Cwm Idwal. Photo: Tony Cassidy CC-BY-SA-2.0

Cwm Idwal. Photo: Tony Cassidy CC-BY-SA-2.0

A mountain rescue team found itself at the centre of a soap drama after a climber became wedged following a fall.

Members of the Ogwen Valley Mountain Rescue Organisation resorted to copious quantities of washing-up liquid to free the woman from a route in Cwm Idwal at the weekend.

Chris Lloyd of the rescue team said the callout was the third of the day on Saturday. “We received a call for a fallen leader rock climber on Gribin Facet, a popular crag at the entrance to Cwm Idwal in the Ogwen Valley,” he said.

“Her leg had slipped down a crack and was trapped. We had great concern this woman in her early 20s as there was a risk of tissues swelling and preventing easy extraction. Whilst team members were lowered from the top, others were setting up ropeway evacuations for down the crag and then across the boulder field.

“With the aid of ropes to pull her up and a bottle of washing-up liquid, the limb was extracted. She was lowered to the ground and was able to walk off the mountain to her car…and drive away!”

The rescue was one of several that kept the team busy on a bank holiday weekend that was aimed at raising the profile of mountain and cave rescue teams throughout England and Wales.

The Ogwen Valley team was first called at 11am on Saturday to a woman in her 50s who had taken a tumbling fall of about 18m (60 feet) while scrambling with a party of five others on Tryfan’s north ridge.

Mr Lloyd said: “After a fall like that, we had to suspect back and neck injuries. We called for the assistance of 22 Squadron, RAF Valley. They flew in and were able to winch the lady and fly her to hospital in Bangor.

“This was a really bad luck accident but one that can and does happen very easily on the famous north ridge.”

• **PROMPT 1**: Check (a), (b) and (c) against the mountain rescue article. For each one, answer yes or no and quote the words from the article that settle it. (a) The climber whose leg was trapped in a crack was in her early 20s. (b) The climber freed with washing-up liquid was flown to hospital. (c) The team's first call on Saturday came at 11am.
• **PROMPT 2**: Write the next part of the mountain rescue article, starting after its final quoted sentence about the north ridge.

• **DATA EXTRACTS**:
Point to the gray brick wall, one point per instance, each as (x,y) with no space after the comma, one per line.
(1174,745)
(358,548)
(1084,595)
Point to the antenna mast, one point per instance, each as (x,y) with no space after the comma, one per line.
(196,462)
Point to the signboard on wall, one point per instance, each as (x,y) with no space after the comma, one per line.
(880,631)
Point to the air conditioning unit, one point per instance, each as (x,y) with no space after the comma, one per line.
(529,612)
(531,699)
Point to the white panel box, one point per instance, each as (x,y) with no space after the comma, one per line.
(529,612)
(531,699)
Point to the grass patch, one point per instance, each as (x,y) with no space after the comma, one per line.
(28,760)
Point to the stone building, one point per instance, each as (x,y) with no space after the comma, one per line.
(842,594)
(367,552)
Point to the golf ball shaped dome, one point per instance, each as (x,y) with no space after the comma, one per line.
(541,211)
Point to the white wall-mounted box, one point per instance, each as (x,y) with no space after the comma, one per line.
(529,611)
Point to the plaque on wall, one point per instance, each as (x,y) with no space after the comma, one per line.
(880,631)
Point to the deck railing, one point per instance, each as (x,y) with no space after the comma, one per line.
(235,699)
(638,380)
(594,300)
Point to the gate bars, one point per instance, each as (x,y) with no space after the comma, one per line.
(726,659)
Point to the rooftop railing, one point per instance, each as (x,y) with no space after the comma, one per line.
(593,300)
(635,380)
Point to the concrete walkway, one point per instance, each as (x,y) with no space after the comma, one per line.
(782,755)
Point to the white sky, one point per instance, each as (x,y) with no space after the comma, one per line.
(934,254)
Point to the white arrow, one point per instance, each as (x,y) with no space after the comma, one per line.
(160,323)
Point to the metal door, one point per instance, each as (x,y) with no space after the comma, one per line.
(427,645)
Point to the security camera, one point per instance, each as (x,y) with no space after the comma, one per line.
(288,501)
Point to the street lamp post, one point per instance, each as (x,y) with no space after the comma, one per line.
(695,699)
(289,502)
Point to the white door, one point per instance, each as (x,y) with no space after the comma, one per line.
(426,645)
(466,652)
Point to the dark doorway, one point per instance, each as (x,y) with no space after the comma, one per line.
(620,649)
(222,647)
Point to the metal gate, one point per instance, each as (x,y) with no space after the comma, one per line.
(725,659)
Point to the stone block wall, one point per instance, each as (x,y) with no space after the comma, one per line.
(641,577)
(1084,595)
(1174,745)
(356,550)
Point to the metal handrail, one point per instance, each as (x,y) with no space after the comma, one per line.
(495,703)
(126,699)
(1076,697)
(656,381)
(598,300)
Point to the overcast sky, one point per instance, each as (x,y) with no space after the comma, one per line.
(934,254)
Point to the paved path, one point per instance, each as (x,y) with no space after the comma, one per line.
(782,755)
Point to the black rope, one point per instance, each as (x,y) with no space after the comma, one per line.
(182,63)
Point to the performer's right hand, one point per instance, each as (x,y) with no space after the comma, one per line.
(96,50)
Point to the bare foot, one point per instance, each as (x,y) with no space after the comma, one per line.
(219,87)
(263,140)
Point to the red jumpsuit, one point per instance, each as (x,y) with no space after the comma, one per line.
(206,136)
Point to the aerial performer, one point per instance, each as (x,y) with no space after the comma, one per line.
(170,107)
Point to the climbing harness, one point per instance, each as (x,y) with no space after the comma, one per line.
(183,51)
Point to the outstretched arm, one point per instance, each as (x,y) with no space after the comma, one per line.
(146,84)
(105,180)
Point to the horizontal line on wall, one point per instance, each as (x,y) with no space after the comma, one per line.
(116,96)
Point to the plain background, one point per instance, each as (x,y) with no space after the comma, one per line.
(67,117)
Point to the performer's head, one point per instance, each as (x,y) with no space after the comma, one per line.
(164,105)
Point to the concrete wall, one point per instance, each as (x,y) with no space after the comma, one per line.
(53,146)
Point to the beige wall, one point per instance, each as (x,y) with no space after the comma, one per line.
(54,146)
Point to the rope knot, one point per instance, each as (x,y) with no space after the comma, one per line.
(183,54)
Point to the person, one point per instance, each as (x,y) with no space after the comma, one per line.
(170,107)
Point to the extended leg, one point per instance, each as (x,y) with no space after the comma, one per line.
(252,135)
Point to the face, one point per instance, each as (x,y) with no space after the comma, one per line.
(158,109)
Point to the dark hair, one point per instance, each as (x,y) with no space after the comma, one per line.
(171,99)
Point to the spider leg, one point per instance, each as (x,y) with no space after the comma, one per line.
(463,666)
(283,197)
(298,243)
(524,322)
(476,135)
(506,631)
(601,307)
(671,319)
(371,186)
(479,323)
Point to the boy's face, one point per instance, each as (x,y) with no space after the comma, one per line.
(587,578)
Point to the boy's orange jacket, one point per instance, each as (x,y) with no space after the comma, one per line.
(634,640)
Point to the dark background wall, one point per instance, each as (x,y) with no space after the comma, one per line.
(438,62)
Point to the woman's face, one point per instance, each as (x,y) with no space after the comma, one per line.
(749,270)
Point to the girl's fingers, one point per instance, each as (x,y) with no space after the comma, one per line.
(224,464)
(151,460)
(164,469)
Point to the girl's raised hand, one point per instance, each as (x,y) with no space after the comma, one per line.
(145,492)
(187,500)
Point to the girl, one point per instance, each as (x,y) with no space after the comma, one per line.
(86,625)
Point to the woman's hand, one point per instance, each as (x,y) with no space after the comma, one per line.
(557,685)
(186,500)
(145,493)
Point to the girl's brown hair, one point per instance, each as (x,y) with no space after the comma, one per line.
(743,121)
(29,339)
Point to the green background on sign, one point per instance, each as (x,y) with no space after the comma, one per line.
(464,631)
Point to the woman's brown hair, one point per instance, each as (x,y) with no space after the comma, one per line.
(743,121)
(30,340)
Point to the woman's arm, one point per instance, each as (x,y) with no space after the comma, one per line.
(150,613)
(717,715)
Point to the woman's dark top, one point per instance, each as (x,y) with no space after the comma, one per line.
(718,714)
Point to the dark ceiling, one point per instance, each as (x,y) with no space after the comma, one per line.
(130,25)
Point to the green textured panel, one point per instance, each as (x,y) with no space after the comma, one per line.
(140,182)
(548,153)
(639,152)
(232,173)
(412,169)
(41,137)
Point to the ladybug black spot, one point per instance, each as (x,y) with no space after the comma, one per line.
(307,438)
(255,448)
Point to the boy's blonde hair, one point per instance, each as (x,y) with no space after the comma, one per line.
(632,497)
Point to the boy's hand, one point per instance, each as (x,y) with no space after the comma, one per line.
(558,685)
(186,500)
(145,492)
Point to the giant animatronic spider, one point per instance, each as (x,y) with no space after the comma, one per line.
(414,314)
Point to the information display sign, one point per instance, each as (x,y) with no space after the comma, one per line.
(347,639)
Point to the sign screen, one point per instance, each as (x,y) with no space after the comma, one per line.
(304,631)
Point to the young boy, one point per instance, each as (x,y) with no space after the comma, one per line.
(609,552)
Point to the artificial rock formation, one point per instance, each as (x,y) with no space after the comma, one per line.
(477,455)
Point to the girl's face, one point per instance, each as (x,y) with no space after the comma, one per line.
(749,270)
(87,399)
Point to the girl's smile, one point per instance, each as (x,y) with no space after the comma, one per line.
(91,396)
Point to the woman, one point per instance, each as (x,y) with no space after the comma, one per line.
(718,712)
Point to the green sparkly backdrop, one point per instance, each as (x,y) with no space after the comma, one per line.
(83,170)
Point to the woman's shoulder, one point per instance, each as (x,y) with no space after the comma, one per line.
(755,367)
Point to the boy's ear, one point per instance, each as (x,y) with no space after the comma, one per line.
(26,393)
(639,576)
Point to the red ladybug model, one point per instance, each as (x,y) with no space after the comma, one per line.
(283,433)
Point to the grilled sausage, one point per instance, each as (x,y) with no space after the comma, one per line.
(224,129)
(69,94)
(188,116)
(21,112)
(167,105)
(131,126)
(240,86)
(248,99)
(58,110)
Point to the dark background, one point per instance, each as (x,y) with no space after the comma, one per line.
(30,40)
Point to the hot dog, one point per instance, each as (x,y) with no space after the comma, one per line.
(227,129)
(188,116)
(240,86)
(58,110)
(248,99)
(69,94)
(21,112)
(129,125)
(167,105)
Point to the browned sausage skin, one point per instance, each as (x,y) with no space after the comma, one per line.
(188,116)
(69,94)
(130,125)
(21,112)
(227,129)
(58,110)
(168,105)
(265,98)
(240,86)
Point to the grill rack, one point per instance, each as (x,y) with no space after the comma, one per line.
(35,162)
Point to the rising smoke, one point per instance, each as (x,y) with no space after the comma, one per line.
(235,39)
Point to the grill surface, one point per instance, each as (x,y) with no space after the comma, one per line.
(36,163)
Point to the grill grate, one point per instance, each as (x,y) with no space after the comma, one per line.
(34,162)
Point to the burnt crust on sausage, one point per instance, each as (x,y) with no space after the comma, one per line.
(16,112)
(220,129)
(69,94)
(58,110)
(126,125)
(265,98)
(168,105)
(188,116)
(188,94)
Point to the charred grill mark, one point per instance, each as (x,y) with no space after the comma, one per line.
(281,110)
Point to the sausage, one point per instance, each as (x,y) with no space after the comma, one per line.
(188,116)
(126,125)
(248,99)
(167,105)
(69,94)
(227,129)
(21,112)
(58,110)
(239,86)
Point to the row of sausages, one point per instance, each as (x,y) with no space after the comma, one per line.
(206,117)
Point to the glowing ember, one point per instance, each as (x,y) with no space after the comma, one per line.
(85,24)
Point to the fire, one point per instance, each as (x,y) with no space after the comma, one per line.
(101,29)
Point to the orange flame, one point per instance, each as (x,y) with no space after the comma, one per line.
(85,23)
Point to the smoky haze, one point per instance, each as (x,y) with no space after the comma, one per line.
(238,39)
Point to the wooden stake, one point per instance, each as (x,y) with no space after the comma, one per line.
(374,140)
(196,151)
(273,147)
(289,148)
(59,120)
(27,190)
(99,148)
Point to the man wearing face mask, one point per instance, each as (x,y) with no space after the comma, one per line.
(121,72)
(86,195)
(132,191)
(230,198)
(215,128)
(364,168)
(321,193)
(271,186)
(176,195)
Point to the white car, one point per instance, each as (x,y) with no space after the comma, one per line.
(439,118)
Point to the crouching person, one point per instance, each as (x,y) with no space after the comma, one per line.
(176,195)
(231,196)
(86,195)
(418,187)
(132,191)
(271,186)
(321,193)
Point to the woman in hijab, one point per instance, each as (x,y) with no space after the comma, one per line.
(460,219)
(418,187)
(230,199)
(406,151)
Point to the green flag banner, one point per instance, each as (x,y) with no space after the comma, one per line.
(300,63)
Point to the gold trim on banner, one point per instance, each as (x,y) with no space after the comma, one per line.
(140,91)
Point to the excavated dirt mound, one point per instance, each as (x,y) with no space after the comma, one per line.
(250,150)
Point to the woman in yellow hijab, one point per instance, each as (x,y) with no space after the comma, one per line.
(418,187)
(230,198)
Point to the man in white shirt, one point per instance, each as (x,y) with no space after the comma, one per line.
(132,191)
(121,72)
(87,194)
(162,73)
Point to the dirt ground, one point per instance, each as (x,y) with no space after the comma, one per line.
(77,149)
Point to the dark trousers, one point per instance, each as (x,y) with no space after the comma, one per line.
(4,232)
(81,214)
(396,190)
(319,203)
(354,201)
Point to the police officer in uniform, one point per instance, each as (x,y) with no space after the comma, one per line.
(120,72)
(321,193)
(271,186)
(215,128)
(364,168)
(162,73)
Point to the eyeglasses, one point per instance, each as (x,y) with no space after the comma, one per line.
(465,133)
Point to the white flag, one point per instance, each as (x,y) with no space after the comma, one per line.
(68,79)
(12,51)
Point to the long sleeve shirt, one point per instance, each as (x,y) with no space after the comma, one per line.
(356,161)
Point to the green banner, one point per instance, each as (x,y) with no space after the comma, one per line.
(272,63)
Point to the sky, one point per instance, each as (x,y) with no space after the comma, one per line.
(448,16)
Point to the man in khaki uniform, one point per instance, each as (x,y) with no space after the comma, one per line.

• **WRITTEN REPLY 1**:
(a) Yes: "We had great concern this woman in her early 20s"
(b) No: "She was lowered to the ground and was able to walk off the mountain to her car…and drive away!"
(c) Yes: "The Ogwen Valley team was first called at 11am on Saturday"

• **WRITTEN REPLY 2**:
Two hours later, the team received a report that a 60-year-old man had suffered severe cuts to his face and hands after a fall on the small rocky top of Foel Ganol while walking with a small group on the northern end of the Carneddau. He was given first aid by the rescuers then walked to the team’s 4×4 vehicles and driven to hospital in Bangor.

On Sunday the team was due to take part in technical rope rescue training. But during the session, it received two calls within 10 minutes of each other.

Team members went to the aid of a climber who had landed on his buttock after falling 6m (20ft) while leading a climb on the Amphitheatre Buttress route on Craig yr Isfa on Carnedd Llewelyn’s east face.

The climber, in his 20s and from Guildford, has suffered possible pelvic injuries and a damaged wrist. The Sea King helicopter was requested from RAF Valley but within moments of the winchman landing at the site, the crew was called away to a reported head injury on Snowdon, leaving the team with the prospect of a stretcher carry-out lasting several hours.

Meanwhile other team members were attending a woman who had fallen on Carnedd Dafydd. A couple in their 60s from the Chester area were on a scrambling section of Crib Lem, a ridge north of the summit.

The woman had injured her chest, arm and back in a 4½m (15ft) fall.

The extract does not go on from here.